● Problem requirements: Without the images, set down each entry exactly.

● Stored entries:
======

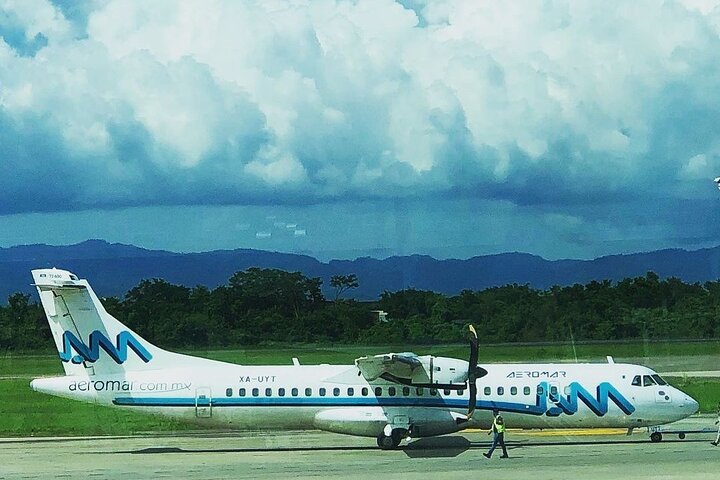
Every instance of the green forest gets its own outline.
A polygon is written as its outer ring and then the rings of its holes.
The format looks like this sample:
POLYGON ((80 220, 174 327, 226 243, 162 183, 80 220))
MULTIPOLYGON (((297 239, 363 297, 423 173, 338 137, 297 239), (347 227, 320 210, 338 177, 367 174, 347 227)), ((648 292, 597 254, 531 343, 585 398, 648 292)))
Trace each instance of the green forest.
MULTIPOLYGON (((375 302, 348 299, 355 275, 322 280, 298 272, 250 268, 215 289, 143 280, 106 309, 164 347, 464 342, 467 324, 483 343, 700 339, 720 334, 720 281, 688 284, 649 272, 620 282, 538 290, 506 285, 446 296, 414 289, 375 302), (381 322, 377 311, 387 312, 381 322)), ((0 350, 52 346, 42 307, 16 293, 0 306, 0 350)))

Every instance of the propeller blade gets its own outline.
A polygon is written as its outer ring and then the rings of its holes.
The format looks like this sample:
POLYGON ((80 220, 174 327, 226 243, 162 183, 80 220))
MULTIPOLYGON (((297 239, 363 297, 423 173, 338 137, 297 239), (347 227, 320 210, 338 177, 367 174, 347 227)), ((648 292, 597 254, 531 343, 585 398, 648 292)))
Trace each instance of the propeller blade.
POLYGON ((468 360, 468 378, 470 378, 470 375, 472 375, 472 378, 475 379, 475 367, 477 366, 478 361, 478 336, 477 332, 475 331, 475 327, 470 325, 470 360, 468 360))
MULTIPOLYGON (((468 389, 470 394, 470 399, 468 401, 468 413, 467 418, 469 419, 472 417, 472 414, 475 412, 475 402, 477 400, 477 385, 475 384, 477 380, 477 374, 478 374, 478 368, 477 368, 477 361, 478 361, 478 337, 477 332, 475 331, 475 327, 470 325, 470 359, 468 360, 468 389)), ((484 372, 484 370, 483 370, 484 372)), ((487 372, 485 372, 487 373, 487 372)))
POLYGON ((475 385, 475 382, 472 382, 470 384, 470 401, 468 402, 468 413, 467 418, 468 420, 470 417, 472 417, 472 414, 475 413, 475 400, 477 399, 477 386, 475 385))

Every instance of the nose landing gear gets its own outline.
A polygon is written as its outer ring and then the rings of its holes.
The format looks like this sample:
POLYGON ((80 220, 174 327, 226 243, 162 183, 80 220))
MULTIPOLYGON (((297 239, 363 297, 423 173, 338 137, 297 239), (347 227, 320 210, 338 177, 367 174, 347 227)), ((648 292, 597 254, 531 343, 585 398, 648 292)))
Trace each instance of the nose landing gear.
MULTIPOLYGON (((658 427, 655 427, 658 428, 658 427)), ((652 433, 650 433, 650 441, 657 443, 662 441, 663 439, 663 433, 667 435, 677 435, 680 440, 685 440, 685 437, 688 433, 715 433, 715 429, 712 428, 701 428, 696 430, 664 430, 660 432, 659 430, 655 430, 652 433)))

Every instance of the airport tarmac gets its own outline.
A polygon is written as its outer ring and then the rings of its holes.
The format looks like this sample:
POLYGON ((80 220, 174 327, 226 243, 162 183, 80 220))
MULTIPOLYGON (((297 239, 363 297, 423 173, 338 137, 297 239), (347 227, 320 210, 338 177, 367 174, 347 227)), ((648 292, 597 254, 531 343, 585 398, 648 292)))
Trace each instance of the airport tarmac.
MULTIPOLYGON (((684 420, 668 430, 712 428, 714 418, 684 420)), ((0 439, 0 479, 45 478, 492 478, 534 480, 717 479, 714 434, 643 431, 510 431, 510 458, 486 459, 489 438, 464 432, 411 441, 383 451, 372 438, 318 431, 96 438, 0 439)))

======

● The answer:
Every instance of the green forest gets its own outline.
A polygon is written as its outer ring and then the rings of its holes.
The format looks like this sample:
POLYGON ((80 220, 174 327, 226 243, 162 183, 80 220))
MULTIPOLYGON (((297 239, 363 297, 423 173, 338 137, 297 239), (347 227, 320 210, 338 177, 367 174, 347 227)), ((648 292, 597 254, 531 343, 585 398, 648 292)))
Trace each instance of the green forest.
MULTIPOLYGON (((375 302, 348 299, 355 275, 322 280, 298 272, 250 268, 215 289, 143 280, 106 309, 164 347, 464 342, 467 324, 483 343, 700 339, 720 334, 720 281, 688 284, 649 272, 620 282, 538 290, 506 285, 446 296, 414 289, 375 302), (381 322, 377 311, 387 312, 381 322)), ((0 350, 52 346, 42 307, 16 293, 0 306, 0 350)))

Every instance of the propeller blade gets its own outline.
A polygon is written as its outer ring and then the rings of its holes.
The format looks like this sample:
POLYGON ((80 220, 174 327, 226 243, 162 183, 80 220))
MULTIPOLYGON (((297 239, 363 297, 423 173, 338 137, 297 239), (347 227, 320 210, 338 177, 367 174, 347 227)), ((648 292, 597 254, 531 343, 585 398, 648 292)))
Trace each instance of the propeller blade.
POLYGON ((468 360, 468 378, 470 378, 470 375, 472 375, 472 378, 475 379, 475 367, 477 366, 478 361, 478 336, 477 332, 475 331, 475 327, 470 325, 470 360, 468 360))
MULTIPOLYGON (((468 389, 470 394, 470 399, 468 401, 468 413, 467 418, 469 419, 472 417, 472 414, 475 412, 475 402, 477 400, 477 385, 475 384, 477 380, 477 374, 478 374, 478 368, 477 368, 477 361, 478 361, 478 337, 477 332, 475 331, 475 327, 470 325, 470 359, 468 360, 468 389)), ((484 372, 484 370, 483 370, 484 372)), ((487 372, 485 372, 487 373, 487 372)))
POLYGON ((475 385, 475 382, 472 382, 470 384, 470 401, 468 402, 468 413, 467 418, 468 420, 470 417, 472 417, 472 414, 475 413, 475 400, 477 399, 477 386, 475 385))

Every instance of the nose landing gear gets its own outline.
A polygon is written as its outer ring and then the rings of its holes.
The format looks like this sample:
POLYGON ((80 220, 174 327, 226 243, 162 183, 80 220))
MULTIPOLYGON (((297 239, 363 297, 423 173, 338 137, 297 239), (347 227, 320 210, 338 177, 367 174, 347 227)), ((648 292, 597 254, 531 343, 585 398, 648 292)))
Trace each instance of the nose landing gear.
MULTIPOLYGON (((658 427, 655 427, 658 428, 658 427)), ((652 433, 650 433, 650 441, 657 443, 662 441, 663 439, 663 433, 667 435, 677 435, 680 440, 685 440, 685 437, 688 433, 715 433, 715 429, 712 428, 701 428, 696 430, 664 430, 660 432, 659 430, 655 430, 652 433)))

Every instance of the airport tarmac gets its own outline.
A polygon is written as its outer ring and then the rings of its holes.
The format looks like this sample:
POLYGON ((80 220, 174 327, 226 243, 162 183, 80 220))
MULTIPOLYGON (((297 239, 363 297, 423 173, 338 137, 297 239), (347 227, 320 210, 338 177, 367 174, 347 227)), ((648 292, 597 254, 531 343, 585 398, 648 292)))
Trace each instance of the airport tarmac.
MULTIPOLYGON (((684 420, 668 430, 712 428, 714 418, 684 420)), ((0 439, 0 479, 45 478, 492 478, 534 480, 717 479, 714 434, 643 431, 510 431, 510 458, 486 459, 489 438, 464 432, 411 441, 383 451, 372 438, 318 431, 96 438, 0 439)))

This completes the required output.